● **WHAT THE TASK ASKS**: Would you restate the entries below exactly, keeping every line?

::: EXCERPTED RECORDS

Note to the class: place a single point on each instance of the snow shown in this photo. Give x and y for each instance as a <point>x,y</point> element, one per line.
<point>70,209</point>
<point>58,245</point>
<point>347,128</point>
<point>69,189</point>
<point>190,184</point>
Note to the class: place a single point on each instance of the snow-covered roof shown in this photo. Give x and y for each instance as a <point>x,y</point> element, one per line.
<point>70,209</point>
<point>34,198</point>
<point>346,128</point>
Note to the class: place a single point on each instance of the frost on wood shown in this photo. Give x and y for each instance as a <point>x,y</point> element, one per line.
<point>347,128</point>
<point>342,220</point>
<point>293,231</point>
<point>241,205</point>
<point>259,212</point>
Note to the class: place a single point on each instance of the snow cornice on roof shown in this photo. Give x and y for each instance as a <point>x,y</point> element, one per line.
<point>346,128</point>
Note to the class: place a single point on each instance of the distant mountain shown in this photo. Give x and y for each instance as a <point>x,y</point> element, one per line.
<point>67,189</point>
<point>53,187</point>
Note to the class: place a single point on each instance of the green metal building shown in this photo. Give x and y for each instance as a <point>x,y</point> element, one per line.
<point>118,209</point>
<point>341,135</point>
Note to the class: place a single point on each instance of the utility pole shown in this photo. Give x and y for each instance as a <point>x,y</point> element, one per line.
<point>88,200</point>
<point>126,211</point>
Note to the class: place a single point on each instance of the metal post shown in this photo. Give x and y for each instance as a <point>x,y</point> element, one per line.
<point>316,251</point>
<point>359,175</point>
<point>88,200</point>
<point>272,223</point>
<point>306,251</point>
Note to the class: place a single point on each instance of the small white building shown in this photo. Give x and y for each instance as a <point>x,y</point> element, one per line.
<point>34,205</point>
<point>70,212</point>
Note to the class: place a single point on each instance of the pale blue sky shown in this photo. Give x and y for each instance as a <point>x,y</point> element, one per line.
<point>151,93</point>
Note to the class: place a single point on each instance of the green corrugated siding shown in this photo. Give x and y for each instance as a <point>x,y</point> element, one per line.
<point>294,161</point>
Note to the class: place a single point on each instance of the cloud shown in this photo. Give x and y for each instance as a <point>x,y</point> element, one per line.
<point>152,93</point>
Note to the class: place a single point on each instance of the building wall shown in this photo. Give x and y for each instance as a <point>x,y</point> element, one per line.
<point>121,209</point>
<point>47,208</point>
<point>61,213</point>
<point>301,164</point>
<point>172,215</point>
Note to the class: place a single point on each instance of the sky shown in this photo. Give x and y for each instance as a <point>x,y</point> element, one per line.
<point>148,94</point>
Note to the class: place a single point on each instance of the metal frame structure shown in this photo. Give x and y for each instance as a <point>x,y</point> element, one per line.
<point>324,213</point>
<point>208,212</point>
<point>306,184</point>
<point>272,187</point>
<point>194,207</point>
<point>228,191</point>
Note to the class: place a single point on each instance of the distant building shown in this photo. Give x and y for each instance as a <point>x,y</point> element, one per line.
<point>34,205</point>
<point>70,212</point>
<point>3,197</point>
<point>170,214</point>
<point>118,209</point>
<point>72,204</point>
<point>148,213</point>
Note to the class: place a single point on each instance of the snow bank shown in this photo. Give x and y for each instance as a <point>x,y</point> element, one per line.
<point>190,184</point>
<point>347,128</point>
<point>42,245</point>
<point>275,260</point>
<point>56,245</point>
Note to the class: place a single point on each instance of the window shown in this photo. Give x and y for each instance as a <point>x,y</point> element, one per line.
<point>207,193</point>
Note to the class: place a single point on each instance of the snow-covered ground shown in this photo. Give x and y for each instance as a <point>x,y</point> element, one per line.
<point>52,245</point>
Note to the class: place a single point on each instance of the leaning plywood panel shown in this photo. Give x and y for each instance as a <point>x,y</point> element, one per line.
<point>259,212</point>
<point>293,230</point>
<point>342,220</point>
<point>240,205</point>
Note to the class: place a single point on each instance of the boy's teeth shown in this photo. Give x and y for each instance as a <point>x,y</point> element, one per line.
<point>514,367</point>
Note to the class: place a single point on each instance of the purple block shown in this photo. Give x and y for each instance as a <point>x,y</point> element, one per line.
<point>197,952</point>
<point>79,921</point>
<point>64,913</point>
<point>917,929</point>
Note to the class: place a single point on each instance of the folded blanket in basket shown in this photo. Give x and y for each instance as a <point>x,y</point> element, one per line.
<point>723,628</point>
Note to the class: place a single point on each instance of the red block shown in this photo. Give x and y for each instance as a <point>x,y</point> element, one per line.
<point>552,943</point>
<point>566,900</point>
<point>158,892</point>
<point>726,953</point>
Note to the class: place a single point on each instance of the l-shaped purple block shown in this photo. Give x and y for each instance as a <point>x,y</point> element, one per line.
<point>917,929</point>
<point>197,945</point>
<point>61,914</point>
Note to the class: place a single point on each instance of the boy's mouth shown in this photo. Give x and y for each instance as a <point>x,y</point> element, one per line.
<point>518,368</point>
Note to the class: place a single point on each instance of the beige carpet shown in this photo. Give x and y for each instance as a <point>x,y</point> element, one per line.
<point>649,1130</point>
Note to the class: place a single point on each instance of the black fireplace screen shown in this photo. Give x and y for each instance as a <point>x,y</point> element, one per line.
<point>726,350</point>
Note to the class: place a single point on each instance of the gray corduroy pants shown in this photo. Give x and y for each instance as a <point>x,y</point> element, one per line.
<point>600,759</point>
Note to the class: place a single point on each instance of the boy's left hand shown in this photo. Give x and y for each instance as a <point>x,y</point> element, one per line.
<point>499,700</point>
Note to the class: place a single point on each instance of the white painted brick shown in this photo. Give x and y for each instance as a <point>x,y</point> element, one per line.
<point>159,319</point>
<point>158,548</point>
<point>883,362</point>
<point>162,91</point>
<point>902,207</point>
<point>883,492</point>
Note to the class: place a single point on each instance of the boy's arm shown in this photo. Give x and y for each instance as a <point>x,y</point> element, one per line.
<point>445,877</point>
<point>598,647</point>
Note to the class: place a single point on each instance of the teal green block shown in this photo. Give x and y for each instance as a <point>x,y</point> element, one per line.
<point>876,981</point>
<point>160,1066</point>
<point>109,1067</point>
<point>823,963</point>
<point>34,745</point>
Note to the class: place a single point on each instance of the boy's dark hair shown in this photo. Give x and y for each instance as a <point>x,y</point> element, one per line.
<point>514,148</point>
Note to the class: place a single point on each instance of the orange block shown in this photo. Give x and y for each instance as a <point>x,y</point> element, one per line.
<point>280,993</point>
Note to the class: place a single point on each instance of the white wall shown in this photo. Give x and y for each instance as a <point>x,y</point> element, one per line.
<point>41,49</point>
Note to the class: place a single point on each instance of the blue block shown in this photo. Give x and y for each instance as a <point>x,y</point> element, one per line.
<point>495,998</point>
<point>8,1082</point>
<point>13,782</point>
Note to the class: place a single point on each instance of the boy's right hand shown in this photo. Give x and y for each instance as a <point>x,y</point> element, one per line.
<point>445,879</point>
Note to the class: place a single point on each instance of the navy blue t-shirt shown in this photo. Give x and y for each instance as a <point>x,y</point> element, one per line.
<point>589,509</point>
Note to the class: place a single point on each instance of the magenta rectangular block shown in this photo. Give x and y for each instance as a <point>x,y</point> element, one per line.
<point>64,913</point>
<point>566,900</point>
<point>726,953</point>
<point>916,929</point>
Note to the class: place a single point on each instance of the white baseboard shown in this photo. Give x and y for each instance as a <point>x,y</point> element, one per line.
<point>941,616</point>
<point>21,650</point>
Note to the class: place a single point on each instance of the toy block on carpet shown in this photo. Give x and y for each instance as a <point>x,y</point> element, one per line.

::::::

● **TASK SOLUTION**:
Note to the class: place a single point on each instance of the snow shown in this photo. Give x and y for each instance as a <point>x,y</point> element, one per line.
<point>70,209</point>
<point>58,245</point>
<point>347,128</point>
<point>69,189</point>
<point>190,184</point>
Note to the class: place a single point on each instance of the snow-covered roof shown in this photo. Give x and y for each instance as a <point>x,y</point> element, one per line.
<point>70,209</point>
<point>34,198</point>
<point>346,128</point>
Note to the class: place a single point on each instance of the frost on wood shown in this photo. Give x and y for each instance as a <point>x,y</point> element, one per line.
<point>347,128</point>
<point>342,220</point>
<point>293,231</point>
<point>241,205</point>
<point>259,212</point>
Note to the class: place a single point on each instance of the snow cornice on roof shown in this photo. Give x and y for each instance as a <point>x,y</point> element, one per line.
<point>346,128</point>
Note to the class: place a single point on each instance of the distant mountain shown in this photo. Give x and y for each instance as a <point>x,y</point> element, one per line.
<point>67,189</point>
<point>53,187</point>
Note to the class: place a single point on each instance of the green metal building shown in this photo. Give x and y for each instance as a <point>x,y</point> element, one per line.
<point>118,209</point>
<point>341,135</point>
Note to the class: place a single point on each instance of the utility pole shown in this photo. Give x and y for each instance as a <point>x,y</point> element, one per line.
<point>88,200</point>
<point>126,211</point>
Note to the class: place a single point on each instance of the metal post shown in this photo. Give x and y for each instance as a <point>x,y</point> element, one per line.
<point>316,251</point>
<point>359,175</point>
<point>88,200</point>
<point>272,223</point>
<point>306,251</point>
Note to the class: place a single point on each instance of the small white building shown in this photo. Give x and y for each instance as a <point>x,y</point> element, one per line.
<point>34,205</point>
<point>70,212</point>
Note to the class: place a single point on each instance of the pale blue sky shown in this photo. Give x and y for each instance as a <point>x,y</point> element, one per line.
<point>151,93</point>
Note to the class: place a single point on each instance of the green corrugated siding shown in this photo. Give x and y for each instance as a <point>x,y</point> element, one per line.
<point>294,161</point>
Note to the class: place a single point on each instance of the cloud shown in this photo. Give x and y for each instance as a <point>x,y</point> element, one per line.
<point>152,93</point>
Note to the class: place a single point on each instance of the building wall shown in this photo. Give x and y for each instance as a <point>x,y</point> element, one per line.
<point>121,209</point>
<point>47,208</point>
<point>61,213</point>
<point>301,164</point>
<point>172,215</point>
Note to the class: place a single point on each instance of the sky shown in this photo. Give x and y for each instance as a <point>x,y</point> element, one per line.
<point>148,94</point>
Note to the class: place a single point on each instance of the metal frame structure shown in this photo. Give x and y for each instance as a <point>x,y</point> element, one per line.
<point>324,213</point>
<point>208,212</point>
<point>306,184</point>
<point>272,187</point>
<point>194,207</point>
<point>228,191</point>
Note to the class: place a single point on each instance of the distant building shown in this photo. Give x and y for each instance as a <point>x,y</point> element, one per line.
<point>34,205</point>
<point>70,212</point>
<point>3,197</point>
<point>170,214</point>
<point>118,209</point>
<point>72,204</point>
<point>148,213</point>
Note to the class: place a single point on each instance of the snow bank shown in this photo. Give x and y for each instance as a <point>x,y</point> element, one per line.
<point>190,184</point>
<point>347,128</point>
<point>42,245</point>
<point>275,260</point>
<point>56,245</point>
Note to the class: place a single point on each instance of the window shown in this photo. Give x and y for each instance as a <point>x,y</point> element, one per line.
<point>207,193</point>
Note to the class: place a single point on each instance of the snow-covered ground shown in this photo. Give x and y for each instance as a <point>x,y</point> element, one per line.
<point>52,245</point>
Note to the class: place a single point on each instance of the leaning plywood panel shown in this photo. Give x and y for each instance as a <point>x,y</point> element, one per line.
<point>259,212</point>
<point>293,230</point>
<point>342,220</point>
<point>240,205</point>
Note to the class: place a single point on each instance of the boy's teeth shown in this photo. Give x and y for each instance as a <point>x,y</point> element, one per line.
<point>514,367</point>
Note to the class: place a single point on each instance of the purple block shown in this photo. Give x and y for each instance as a <point>x,y</point> element, one per line.
<point>197,952</point>
<point>79,921</point>
<point>64,913</point>
<point>917,929</point>
Note to the class: place a single point on each instance of the folded blanket in basket shown in this photo. Give x and y for each instance as a <point>x,y</point> element, one per line.
<point>723,628</point>
Note to the class: place a single point on each instance of the red block shown in this photo. Give x and y for each instance as a <point>x,y</point> element, one per line.
<point>552,943</point>
<point>566,900</point>
<point>158,892</point>
<point>726,953</point>
Note to the class: place a single point on each instance of the l-shaped purple block shown in this photo. Give x and y for each instance as a <point>x,y</point> element, one per line.
<point>917,929</point>
<point>197,945</point>
<point>61,914</point>
Note to the class: place a single point on each instance of the boy's mouth shown in this photo. Give x and y for each instance as a <point>x,y</point> element, one per line.
<point>518,368</point>
Note to the class: place a single point on each instance of the beige carpet shown in this photo. Give x and y for each instance as a <point>x,y</point> element, one per line.
<point>649,1130</point>
Note to the class: place a single point on each instance of the black fireplace screen shown in this photo. Give x and y for each instance as a <point>x,y</point> element, one per line.
<point>726,350</point>
Note to the class: place a single point on each instance of the gray corduroy pants shown in this photo. Give x and y for each instance as a <point>x,y</point> element, one per line.
<point>600,759</point>
Note to the class: place a single point on each instance of the boy's left hand shown in this photo. Give x and y for each instance as a <point>x,y</point> element, one per line.
<point>499,700</point>
Note to the class: place a single point on each instance of the white painted brick shown in this photo. Give x and y for each instance as a <point>x,y</point> element, one per line.
<point>159,319</point>
<point>158,548</point>
<point>883,362</point>
<point>162,91</point>
<point>902,207</point>
<point>883,492</point>
Note to the class: place a single point on each instance of the boy's arm shown in this photo. Give x and y for each instance as a <point>x,y</point> element, one per line.
<point>445,877</point>
<point>598,647</point>
Note to the class: place a single point on each instance of the teal green block shown in this photo. Give x and y for each instance as a <point>x,y</point> element, one per line.
<point>876,981</point>
<point>160,1066</point>
<point>109,1067</point>
<point>823,963</point>
<point>34,745</point>
Note to the class: place a single point on each instance of the boy's dark hair shown in this photo. Give x and y for each instance as a <point>x,y</point> element, one per line.
<point>514,148</point>
Note to the class: place a single point on each instance of the orange block shown in this photo. Give x and y for each instance as a <point>x,y</point> element, one per line.
<point>280,993</point>
Note to the class: place a single point on each instance of the white wall shown in this photo. Give x and y for each instance as a <point>x,y</point> element, one per line.
<point>41,49</point>
Note to the class: place a single point on each instance of the blue block shown in this photo. Give x and y for each instance as a <point>x,y</point> element, one per line.
<point>495,998</point>
<point>8,1082</point>
<point>13,782</point>
Note to the class: place a single point on each instance of the boy's right hand shown in this photo. Give x and y for each instance as a <point>x,y</point> element, one per line.
<point>445,879</point>
Note to the class: place a single point on each instance of the navy blue t-shirt shown in this photo. Give x and y for each instance as a <point>x,y</point> element, one per line.
<point>589,509</point>
Note to the class: place a single point on each instance of the magenta rectangular block shown in this photo. Give x and y for each instance as a <point>x,y</point> element, one per line.
<point>64,913</point>
<point>566,900</point>
<point>726,953</point>
<point>916,929</point>
Note to the class: place a single point on each instance of the white baseboard shown in this photo. Give x and y for each instance as a <point>x,y</point> element, one per line.
<point>941,616</point>
<point>21,650</point>
Note to the class: place a single point on each instance of the toy block on carpet shown in this photo. Give x and y for each instance as a <point>x,y</point> element, one per line.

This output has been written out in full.